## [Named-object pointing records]
— Begin —
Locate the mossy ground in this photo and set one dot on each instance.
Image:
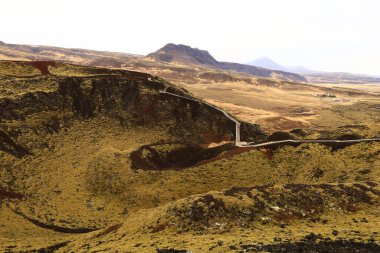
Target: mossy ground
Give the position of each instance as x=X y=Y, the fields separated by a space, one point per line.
x=80 y=176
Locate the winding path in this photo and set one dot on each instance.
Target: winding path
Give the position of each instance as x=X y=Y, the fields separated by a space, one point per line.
x=240 y=143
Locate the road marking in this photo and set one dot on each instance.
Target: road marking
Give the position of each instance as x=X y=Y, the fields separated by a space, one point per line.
x=239 y=143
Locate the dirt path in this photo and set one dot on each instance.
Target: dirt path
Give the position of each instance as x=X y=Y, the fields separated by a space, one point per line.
x=240 y=143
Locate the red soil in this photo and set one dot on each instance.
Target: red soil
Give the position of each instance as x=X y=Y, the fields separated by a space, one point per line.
x=43 y=66
x=10 y=194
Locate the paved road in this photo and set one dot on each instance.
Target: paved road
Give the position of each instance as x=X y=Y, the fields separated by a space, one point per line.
x=239 y=143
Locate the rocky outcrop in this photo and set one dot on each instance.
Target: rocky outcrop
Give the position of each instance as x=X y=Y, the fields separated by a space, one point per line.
x=172 y=53
x=183 y=54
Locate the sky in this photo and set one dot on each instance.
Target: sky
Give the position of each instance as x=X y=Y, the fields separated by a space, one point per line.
x=329 y=35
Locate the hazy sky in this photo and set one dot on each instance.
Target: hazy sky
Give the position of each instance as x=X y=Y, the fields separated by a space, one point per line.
x=333 y=35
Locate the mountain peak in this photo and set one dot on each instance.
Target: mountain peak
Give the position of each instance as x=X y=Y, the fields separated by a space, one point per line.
x=265 y=62
x=183 y=54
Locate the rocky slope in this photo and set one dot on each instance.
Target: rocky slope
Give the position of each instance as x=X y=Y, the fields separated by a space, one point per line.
x=97 y=160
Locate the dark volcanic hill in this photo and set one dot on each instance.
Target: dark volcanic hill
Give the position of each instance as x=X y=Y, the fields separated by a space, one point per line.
x=185 y=55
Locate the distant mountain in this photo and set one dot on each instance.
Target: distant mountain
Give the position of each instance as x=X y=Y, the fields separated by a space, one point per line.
x=267 y=63
x=315 y=76
x=185 y=55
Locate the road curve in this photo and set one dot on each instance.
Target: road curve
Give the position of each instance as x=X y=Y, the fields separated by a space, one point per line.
x=239 y=143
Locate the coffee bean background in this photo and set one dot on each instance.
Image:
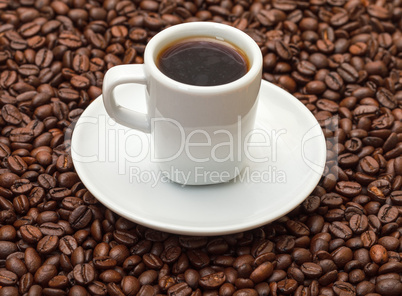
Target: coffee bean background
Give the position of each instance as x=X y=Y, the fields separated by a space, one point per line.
x=342 y=59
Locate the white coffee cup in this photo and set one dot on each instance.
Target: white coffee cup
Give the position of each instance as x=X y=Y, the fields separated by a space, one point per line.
x=197 y=132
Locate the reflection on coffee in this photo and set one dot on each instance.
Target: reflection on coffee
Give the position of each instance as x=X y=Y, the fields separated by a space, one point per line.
x=203 y=61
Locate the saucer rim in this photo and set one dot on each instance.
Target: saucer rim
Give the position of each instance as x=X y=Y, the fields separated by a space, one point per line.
x=200 y=230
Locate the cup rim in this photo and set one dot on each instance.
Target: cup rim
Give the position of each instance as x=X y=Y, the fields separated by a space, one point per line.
x=175 y=32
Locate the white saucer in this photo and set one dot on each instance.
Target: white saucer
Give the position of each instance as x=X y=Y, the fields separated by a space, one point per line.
x=114 y=164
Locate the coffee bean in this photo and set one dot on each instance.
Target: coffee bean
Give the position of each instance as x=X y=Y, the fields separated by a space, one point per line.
x=8 y=278
x=84 y=274
x=45 y=273
x=80 y=217
x=387 y=214
x=389 y=287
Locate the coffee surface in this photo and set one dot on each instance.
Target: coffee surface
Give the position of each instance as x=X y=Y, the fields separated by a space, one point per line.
x=202 y=62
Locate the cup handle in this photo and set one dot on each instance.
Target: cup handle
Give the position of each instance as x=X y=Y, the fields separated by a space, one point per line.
x=123 y=74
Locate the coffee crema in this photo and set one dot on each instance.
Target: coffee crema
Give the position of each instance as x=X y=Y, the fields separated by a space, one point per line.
x=203 y=61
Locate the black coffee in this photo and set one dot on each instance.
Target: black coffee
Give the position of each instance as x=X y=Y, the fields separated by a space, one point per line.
x=203 y=62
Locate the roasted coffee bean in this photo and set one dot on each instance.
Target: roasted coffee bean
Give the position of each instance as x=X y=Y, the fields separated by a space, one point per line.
x=84 y=274
x=30 y=234
x=45 y=273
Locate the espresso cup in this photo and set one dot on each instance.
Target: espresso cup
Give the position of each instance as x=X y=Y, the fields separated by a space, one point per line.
x=197 y=132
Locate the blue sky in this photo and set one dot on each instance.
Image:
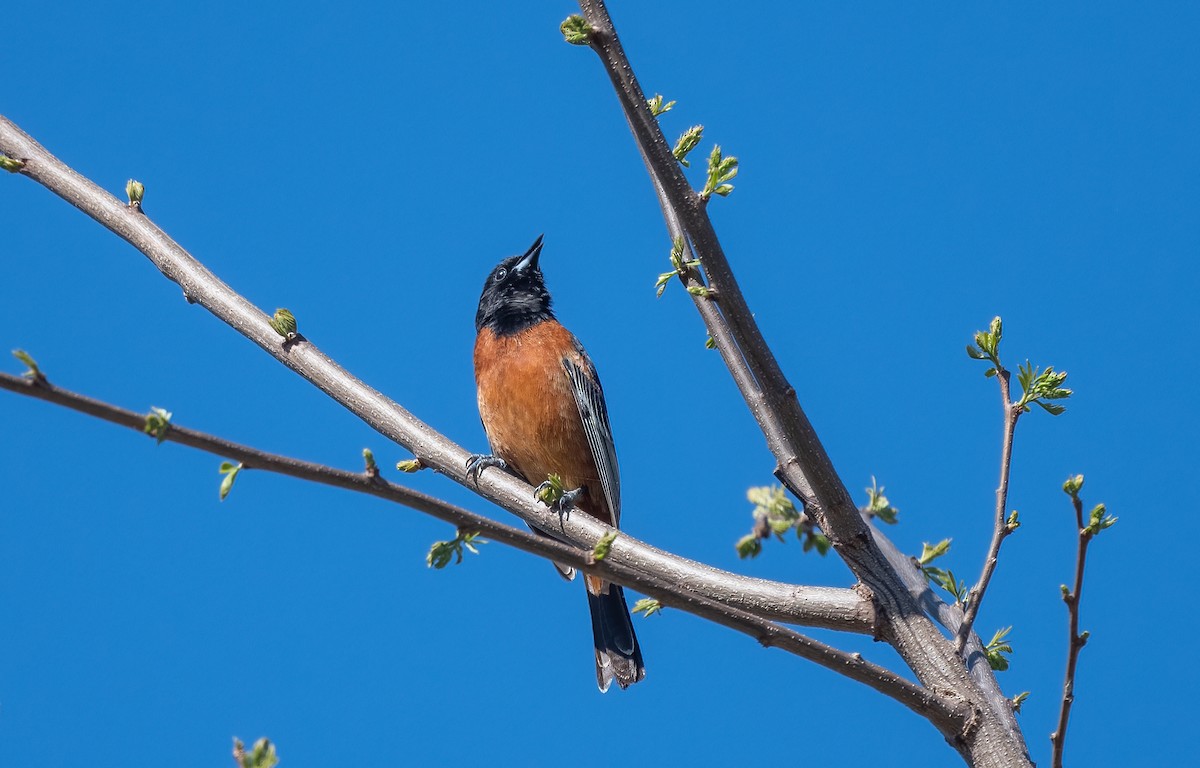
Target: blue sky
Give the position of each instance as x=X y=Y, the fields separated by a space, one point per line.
x=907 y=172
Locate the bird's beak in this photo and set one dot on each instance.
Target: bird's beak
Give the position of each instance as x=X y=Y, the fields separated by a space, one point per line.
x=529 y=261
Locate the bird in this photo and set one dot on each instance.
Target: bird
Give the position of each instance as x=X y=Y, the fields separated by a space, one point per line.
x=544 y=413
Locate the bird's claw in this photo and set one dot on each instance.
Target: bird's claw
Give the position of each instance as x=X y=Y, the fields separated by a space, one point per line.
x=479 y=462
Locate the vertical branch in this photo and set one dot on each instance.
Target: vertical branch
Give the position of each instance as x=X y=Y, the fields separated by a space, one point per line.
x=802 y=462
x=1002 y=528
x=1097 y=522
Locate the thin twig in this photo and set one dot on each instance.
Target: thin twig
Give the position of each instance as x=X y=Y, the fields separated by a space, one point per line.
x=1075 y=641
x=673 y=595
x=1001 y=531
x=803 y=463
x=813 y=606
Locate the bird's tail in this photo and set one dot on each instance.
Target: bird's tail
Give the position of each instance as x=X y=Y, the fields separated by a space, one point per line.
x=618 y=655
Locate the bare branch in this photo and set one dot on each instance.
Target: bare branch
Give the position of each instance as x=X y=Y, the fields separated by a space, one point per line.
x=1002 y=529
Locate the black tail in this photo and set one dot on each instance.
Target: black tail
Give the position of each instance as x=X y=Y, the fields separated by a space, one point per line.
x=617 y=652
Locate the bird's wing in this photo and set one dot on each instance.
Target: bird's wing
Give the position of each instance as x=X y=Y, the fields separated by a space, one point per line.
— End —
## [THE REQUEST]
Reproduce the material with every occurrence of "set one dot" substituted by "place one marker", leaving everything else as it stands. Omit the pictures from your output.

## [RESULT BELOW]
Locate the mossy ground in this photo and place one marker on each instance.
Image:
Target: mossy ground
Give the position of each instance as x=X y=Y, the fields separated by a space, one point per line.
x=80 y=176
Locate the winding path in this photo and place one marker on each instance.
Target: winding path
Give the position of each instance as x=X y=Y, the fields separated by a space, one point per line.
x=240 y=143
Locate the road marking in this photo and place one marker on each instance.
Target: road marking
Give the position of each instance as x=X y=Y, the fields separated by a space, one point per line.
x=239 y=143
Locate the dirt path in this photo and place one marker on each instance.
Target: dirt path
Give the position of each instance as x=X y=Y, the fields separated by a space, one point per line.
x=240 y=143
Locate the red soil in this photo and place one marker on each instance.
Target: red soil
Give the position of each instance as x=X y=Y, the fields separated by a space, one point per line.
x=43 y=66
x=10 y=194
Locate the paved road in this photo and place one marker on each instance.
Target: paved road
Give the position of each instance as x=X y=Y, the fields separated by a space, one point per line.
x=239 y=143
Locate the rocky outcrop in this photo and place one marker on each instance.
Target: rocky outcrop
Give the position of each instance as x=X y=Y, the fields separated by a space, one point per line.
x=172 y=53
x=183 y=54
Locate the sky in this photo and place one marker on each instance.
Target: sky
Give the position of each instance as x=X y=Y, the fields separated by a space, one point per line.
x=329 y=35
Locate the hazy sky in this photo and place one marker on each instance.
Target: hazy sky
Give the position of each instance as x=X y=Y, the fields separated by a space, one point per line.
x=333 y=35
Locate the mountain peak in this photo and place one marker on each instance.
Target: mountain peak
Give the position of each instance as x=X y=Y, the fields separated by a space, one point per line.
x=265 y=62
x=183 y=54
Locate the rocky slope in this photo and place one marker on each instance.
Target: rocky slope
Give the position of each instance as x=X y=Y, the fields separated by a space, one point per line.
x=97 y=160
Locate the dark volcanic hill in this photo and place one marker on each instance.
Target: dark volcanic hill
Give the position of each instance as x=X y=Y, the fields separated by a space, one point per line.
x=185 y=55
Locate the distant mountain in this photo and place one marker on each instance.
Target: distant mountain
Give the position of each instance as x=X y=Y, the fields separated by a space, one point per line.
x=267 y=63
x=315 y=76
x=185 y=55
Locate the road curve in this photo and place one marker on each instance.
Target: road curve
Give the position of each instance as x=X y=Y, the fields separated by a space, one point per line.
x=239 y=143
Locate the coffee bean background in this photo and place one marker on each instance.
Image:
Target: coffee bean background
Give the position of each instance as x=X y=Y, the fields separated by a space, one point per line.
x=342 y=59
Locate the white coffee cup in this photo and place one marker on each instance.
Target: white coffee cup
Give the position of each instance as x=X y=Y, the fields separated by a space, one point per line.
x=197 y=132
Locate the reflection on coffee in this photo and place one marker on each instance.
Target: reflection on coffee
Give the position of each instance as x=X y=Y, the fields separated by a space, one point per line.
x=203 y=61
Locate the saucer rim in this photo and place one marker on each instance.
Target: saucer rim
Give the position of each instance as x=X y=Y, the fields separated by a space, one point per line.
x=200 y=230
Locate the cup rim in this photo and place one marker on each instance.
Target: cup rim
Give the position of each instance as x=X y=Y, the fields separated by a space, one point per line.
x=175 y=32
Locate the white saucer in this photo and place one marker on each instance.
Target: white saucer
Give the position of each instance as x=X y=Y, the fields separated by a space, one point per line.
x=114 y=164
Locate the coffee bean in this photo and place one marker on each instance.
Target: coffee bean
Give the position of each instance as x=X y=Y, the fields separated by a space, one point per line.
x=8 y=278
x=84 y=274
x=45 y=273
x=80 y=217
x=387 y=214
x=389 y=287
Locate the coffee surface in this photo and place one marker on each instance.
Target: coffee surface
Give the position of each instance as x=X y=Y, the fields separated by a space, one point per line.
x=202 y=62
Locate the cup handle in this photo and place one marker on each instance.
Target: cup handle
Give the position of each instance as x=X y=Y, the fields separated by a space, one point per line.
x=123 y=74
Locate the coffee crema in this photo and place one marker on each instance.
Target: coffee crema
Give the position of each instance as x=X y=Y, the fields separated by a space, one point per line.
x=203 y=61
Locate the black coffee in this photo and place one marker on each instance.
Target: black coffee
Give the position of each instance as x=X y=Y, the fields separated by a space, one point per line.
x=203 y=62
Locate the roasted coffee bean in this photo and place one marker on each instance.
Target: roasted coffee bean
Give the position of each instance as x=X y=Y, the fields separated by a space, one point per line.
x=84 y=274
x=30 y=234
x=45 y=273
Locate the espresso cup in this photo and place one marker on each instance.
Target: espresso cup
Give the position of each instance as x=X y=Y, the fields separated by a space, one point per line.
x=197 y=132
Locate the blue sky in this photo and place one marker on each instance.
Image:
Target: blue sky
Give the position of each instance as x=X y=Y, the fields separated by a space, one point per line.
x=907 y=172
Locate the bird's beak in this photo and place one marker on each instance.
Target: bird's beak
Give the position of each instance as x=X y=Y, the fields separated by a space, one point per line.
x=529 y=261
Locate the bird in this photo and place one marker on each instance.
Target: bird
Give the position of each instance as x=X y=Y, the fields separated by a space, one point per line.
x=544 y=413
Locate the bird's claw in this photo and place one marker on each instance.
Target: bird's claw
Give the position of each instance as x=X y=Y, the fields separated by a space, one point per line.
x=479 y=462
Locate the vertical branch in this photo and place one marker on each instance.
Target: vertical branch
Give the position of each instance as x=X y=Y, the fields separated by a space, one point per line.
x=802 y=462
x=1002 y=528
x=1097 y=522
Locate the thin twig in this photo and place one marker on each instance.
Target: thin twig
Give the position of each instance as x=X y=Y, the fields separated by a space, one point per line.
x=1075 y=641
x=673 y=595
x=1001 y=531
x=803 y=463
x=813 y=606
Locate the bird's tail in this photo and place one marker on each instance.
Target: bird's tail
Give the position of each instance as x=X y=Y, the fields separated by a space, one point per line.
x=618 y=655
Locate the bare branch in this photo and place one marker on each instance.
Target: bare branch
Give the position of each instance as x=X y=Y, the fields separated by a space, one point per line.
x=1002 y=529
Locate the black tail in this photo and place one marker on each instance.
Target: black tail
Give the position of each instance as x=X y=Y, the fields separated by a space, one point per line.
x=617 y=652
Locate the bird's wing in this photo and place one marker on each instance.
Target: bird's wing
Give the position of each instance as x=X y=Y, the fields separated by a space, one point per line.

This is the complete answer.